## [PASSAGE]
______________________________

What Memoir Writing Taught Me About Public Speaking

Hey guys — welcome back!

Last summer, I walked into my first memoir-writing class at Brown Pre-College with no idea what to expect. I thought we’d spend the weeks analyzing famous writers, maybe drafting a few personal essays. What I didn’t expect was that those hours around a seminar table would change the way I think about speaking in front of an audience.

One book we read in class, Marion Roach Smith’s The Memoir Project, had a line that stuck with me: “Be hospitable.” She wasn’t talking about setting out cookies or making your readers a cup of tea. She meant that every story you tell should welcome others in. Instead of shutting people out with too many private details or inside jokes, you create a space where they can see themselves in your experience. That idea became a bridge between writing and public speaking for me.

At first, memoir and public speaking seemed like two separate worlds: one private, the other public; one silent and written, the other spoken aloud. But the more I wrote about my own experiences and listened to my classmates share theirs, the more I realized they were built on the same foundations: voice, vulnerability, structure, and detail.

______________________________

## [GIVEN ENTRIES]
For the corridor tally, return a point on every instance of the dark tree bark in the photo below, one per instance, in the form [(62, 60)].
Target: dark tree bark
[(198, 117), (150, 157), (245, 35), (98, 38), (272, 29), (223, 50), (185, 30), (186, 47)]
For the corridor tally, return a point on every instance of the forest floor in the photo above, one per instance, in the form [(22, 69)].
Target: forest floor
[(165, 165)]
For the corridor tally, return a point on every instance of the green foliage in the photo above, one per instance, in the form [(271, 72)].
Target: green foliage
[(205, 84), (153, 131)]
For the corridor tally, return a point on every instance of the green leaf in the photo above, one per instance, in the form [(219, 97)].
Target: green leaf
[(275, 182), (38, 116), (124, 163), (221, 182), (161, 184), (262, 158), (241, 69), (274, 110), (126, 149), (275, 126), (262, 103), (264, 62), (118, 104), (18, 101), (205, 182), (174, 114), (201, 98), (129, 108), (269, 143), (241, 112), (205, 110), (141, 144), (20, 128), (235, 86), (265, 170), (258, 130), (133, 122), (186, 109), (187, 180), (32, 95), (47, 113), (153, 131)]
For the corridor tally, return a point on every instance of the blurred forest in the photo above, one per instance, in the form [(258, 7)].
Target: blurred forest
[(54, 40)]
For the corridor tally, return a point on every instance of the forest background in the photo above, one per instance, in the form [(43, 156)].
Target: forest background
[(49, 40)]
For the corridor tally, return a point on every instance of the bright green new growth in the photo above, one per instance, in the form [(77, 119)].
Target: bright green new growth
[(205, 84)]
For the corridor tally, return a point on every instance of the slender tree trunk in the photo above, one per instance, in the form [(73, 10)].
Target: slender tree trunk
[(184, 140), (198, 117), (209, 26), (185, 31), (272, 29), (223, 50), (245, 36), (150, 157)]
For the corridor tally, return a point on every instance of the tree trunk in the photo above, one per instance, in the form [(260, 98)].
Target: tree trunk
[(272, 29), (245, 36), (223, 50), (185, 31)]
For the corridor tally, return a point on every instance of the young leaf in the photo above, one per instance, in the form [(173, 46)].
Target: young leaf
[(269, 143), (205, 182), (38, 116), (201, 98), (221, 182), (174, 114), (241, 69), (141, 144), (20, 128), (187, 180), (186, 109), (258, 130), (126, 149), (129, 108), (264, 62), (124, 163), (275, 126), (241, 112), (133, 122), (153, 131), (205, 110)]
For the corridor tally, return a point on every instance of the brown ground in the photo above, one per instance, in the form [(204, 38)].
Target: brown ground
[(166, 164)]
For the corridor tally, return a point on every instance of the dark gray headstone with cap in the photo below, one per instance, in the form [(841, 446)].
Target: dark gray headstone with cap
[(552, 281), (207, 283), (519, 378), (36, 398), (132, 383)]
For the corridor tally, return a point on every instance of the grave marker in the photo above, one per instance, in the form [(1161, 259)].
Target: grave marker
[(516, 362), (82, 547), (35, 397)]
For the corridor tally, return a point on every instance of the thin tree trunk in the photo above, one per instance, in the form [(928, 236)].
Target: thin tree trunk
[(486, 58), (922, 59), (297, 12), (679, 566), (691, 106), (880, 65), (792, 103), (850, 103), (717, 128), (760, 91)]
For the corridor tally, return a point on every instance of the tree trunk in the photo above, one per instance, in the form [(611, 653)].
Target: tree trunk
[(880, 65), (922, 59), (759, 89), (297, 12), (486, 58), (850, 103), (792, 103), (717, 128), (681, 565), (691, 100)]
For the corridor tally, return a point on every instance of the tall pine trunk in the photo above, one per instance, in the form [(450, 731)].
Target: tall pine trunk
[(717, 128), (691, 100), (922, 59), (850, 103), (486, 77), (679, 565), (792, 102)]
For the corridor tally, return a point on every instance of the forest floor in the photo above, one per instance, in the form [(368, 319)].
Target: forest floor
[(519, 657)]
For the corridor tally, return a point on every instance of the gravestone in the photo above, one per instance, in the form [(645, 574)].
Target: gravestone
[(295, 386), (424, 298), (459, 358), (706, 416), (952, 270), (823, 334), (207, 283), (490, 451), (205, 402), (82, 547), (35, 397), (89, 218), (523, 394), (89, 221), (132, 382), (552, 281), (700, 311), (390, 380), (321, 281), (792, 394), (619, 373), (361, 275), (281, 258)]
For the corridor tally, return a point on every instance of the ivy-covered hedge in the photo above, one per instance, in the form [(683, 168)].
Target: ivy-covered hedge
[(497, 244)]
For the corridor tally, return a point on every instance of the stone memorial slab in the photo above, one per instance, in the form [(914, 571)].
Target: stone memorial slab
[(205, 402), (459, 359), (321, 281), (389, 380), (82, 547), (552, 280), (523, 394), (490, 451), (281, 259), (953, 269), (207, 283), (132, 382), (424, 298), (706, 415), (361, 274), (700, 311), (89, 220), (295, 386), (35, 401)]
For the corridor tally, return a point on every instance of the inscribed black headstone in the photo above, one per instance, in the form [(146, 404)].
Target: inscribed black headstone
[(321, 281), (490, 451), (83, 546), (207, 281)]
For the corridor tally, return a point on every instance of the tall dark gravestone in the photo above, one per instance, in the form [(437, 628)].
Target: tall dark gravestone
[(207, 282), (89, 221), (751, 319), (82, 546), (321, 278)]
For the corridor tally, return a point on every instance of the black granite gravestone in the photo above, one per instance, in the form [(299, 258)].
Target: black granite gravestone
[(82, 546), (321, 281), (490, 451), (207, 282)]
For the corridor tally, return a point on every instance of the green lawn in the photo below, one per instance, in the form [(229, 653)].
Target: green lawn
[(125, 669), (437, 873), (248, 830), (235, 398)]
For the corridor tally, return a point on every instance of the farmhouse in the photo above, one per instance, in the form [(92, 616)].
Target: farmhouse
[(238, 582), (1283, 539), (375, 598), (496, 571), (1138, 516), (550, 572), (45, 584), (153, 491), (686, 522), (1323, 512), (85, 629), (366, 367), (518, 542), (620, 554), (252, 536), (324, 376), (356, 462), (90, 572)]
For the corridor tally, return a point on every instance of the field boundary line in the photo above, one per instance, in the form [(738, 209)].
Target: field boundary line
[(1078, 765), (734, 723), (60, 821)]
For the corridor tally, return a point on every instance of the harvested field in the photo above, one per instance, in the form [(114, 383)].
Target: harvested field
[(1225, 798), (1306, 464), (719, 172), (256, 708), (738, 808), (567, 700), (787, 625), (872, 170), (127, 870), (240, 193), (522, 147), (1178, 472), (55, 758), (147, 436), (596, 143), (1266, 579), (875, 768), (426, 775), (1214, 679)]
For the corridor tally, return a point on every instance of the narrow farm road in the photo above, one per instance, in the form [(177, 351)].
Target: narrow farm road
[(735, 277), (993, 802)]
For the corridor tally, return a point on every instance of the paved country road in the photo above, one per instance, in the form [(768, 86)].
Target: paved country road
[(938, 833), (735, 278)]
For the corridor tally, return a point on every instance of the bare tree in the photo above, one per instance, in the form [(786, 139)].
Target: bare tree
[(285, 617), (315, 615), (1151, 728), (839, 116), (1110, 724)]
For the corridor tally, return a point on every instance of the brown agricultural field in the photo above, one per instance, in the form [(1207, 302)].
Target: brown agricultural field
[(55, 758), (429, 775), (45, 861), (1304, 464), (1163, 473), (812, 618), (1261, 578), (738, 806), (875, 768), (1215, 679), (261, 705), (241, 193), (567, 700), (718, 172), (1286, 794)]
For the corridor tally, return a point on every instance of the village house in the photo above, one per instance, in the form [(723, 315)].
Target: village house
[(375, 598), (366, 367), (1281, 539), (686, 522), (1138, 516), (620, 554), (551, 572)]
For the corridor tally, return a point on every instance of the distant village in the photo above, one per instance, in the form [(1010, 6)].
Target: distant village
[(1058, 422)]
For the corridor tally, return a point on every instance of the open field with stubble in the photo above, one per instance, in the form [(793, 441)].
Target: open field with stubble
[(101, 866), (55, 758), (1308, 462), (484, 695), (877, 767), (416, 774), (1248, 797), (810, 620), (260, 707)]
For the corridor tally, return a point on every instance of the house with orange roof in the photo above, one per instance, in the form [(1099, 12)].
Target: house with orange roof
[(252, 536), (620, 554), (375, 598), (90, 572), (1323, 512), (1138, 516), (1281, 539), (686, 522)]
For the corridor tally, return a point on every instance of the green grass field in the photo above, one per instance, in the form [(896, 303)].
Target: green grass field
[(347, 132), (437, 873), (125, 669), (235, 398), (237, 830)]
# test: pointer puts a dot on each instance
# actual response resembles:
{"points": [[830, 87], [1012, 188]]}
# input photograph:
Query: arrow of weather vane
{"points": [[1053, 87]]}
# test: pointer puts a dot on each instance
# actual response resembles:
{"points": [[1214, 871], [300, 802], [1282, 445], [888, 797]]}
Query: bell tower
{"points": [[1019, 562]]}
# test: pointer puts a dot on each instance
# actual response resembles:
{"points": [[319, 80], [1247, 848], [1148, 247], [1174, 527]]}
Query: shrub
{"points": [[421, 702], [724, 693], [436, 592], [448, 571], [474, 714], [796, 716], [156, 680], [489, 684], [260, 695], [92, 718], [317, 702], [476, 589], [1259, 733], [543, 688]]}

______________________________

## [WORK TO COMPLETE]
[A] Rewrite everything in the post from "Last summer, I" down to "of an audience.", putting "conference table" in place of "seminar table".
[B] Which line from The Memoir Project does the post say stuck with the writer?
[C] List the foundations that the post says memoir and public speaking are both built on.
The records have no connection to the post.

## [WRITTEN RESPONSES]
[A]
Last summer, I walked into my first memoir-writing class at Brown Pre-College with no idea what to expect. I thought we’d spend the weeks analyzing famous writers, maybe drafting a few personal essays. What I didn’t expect was that those hours around a conference table would change the way I think about speaking in front of an audience.

[B] "Be hospitable."

[C] Voice, vulnerability, structure, and detail.